§ **WHAT THE TASK REQUIRES**
Reproduce the book review word for word, starting at "I particularly enjoyed" and ending at "to this day.".

§ **DOCUMENT EXCERPT**
# # # # # # #

Review by Dr Duncan MacLaren KCSG

 

Englishman Timothy Radcliffe is the much-loved and respected former Master of the Dominican Order and Łukasz Popko is a Polish Dominican friar and teaches Old Testament at the École Biblique, the French Biblical and Archaeological School in Jerusalem. The book is called Questioning God because the authors chose eighteen Biblical conversations to shed light on what they mean for humanity. They turned out to be centred on questions, starting with Genesis where God asks Adam ‘Where are you?’. The authors write that “Questions, more than commandments, ignite a personal encounter” and their hope is, in grappling with these questions from Scripture using Łukasz’s scholarly translations which follow more closely the original Greek or Hebrew, not to solve intellectual riddles but to use them to open us up to a deeper relationship with God and Jesus and to “educate us in the art of friendship, which often leads into the happy silence of companionship”.  

The exchange took place during the Covid pandemic and so Timothy and Łukasz usually exchanged emails since they couldn’t meet up. Their words illustrate the deep respect they have for one another, even when they disagree over an interpretation, a result of the deep friendship they share within the Order.

I particularly enjoyed the questions from the Old Testament which illustrate that these ancient sacred texts are so much more than a collection of law, history, prophecy and myth. Filtered through the fine minds of two Dominicans, the texts reveal more about our very early struggle to be truly human - a task which we continue to this day.

# # # # # # #

§ **RECORDS**
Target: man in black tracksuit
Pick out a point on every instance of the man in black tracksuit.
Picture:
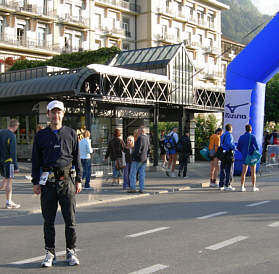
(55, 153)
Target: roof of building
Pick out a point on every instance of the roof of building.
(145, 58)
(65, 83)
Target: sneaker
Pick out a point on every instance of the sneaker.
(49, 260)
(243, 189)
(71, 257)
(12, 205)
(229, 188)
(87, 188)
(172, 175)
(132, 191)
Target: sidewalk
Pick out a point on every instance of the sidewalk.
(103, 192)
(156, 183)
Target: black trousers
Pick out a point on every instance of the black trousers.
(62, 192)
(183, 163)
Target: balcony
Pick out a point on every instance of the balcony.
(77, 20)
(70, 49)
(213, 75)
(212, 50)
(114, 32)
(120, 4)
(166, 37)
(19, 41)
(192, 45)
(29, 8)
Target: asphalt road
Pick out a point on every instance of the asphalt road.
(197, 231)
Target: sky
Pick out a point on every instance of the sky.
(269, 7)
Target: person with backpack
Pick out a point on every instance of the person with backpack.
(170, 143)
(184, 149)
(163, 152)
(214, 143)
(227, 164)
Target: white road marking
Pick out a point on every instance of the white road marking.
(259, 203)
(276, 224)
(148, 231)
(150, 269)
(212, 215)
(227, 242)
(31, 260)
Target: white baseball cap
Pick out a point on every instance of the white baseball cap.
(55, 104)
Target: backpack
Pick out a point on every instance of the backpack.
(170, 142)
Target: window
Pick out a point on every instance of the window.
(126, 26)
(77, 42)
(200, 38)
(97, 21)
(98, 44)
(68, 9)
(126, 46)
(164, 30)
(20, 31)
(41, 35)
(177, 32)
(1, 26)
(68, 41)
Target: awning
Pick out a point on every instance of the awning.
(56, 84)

# # # # # # #

§ **REPLY TO THE TASK**
I particularly enjoyed the questions from the Old Testament which illustrate that these ancient sacred texts are so much more than a collection of law, history, prophecy and myth. Filtered through the fine minds of two Dominicans, the texts reveal more about our very early struggle to be truly human - a task which we continue to this day.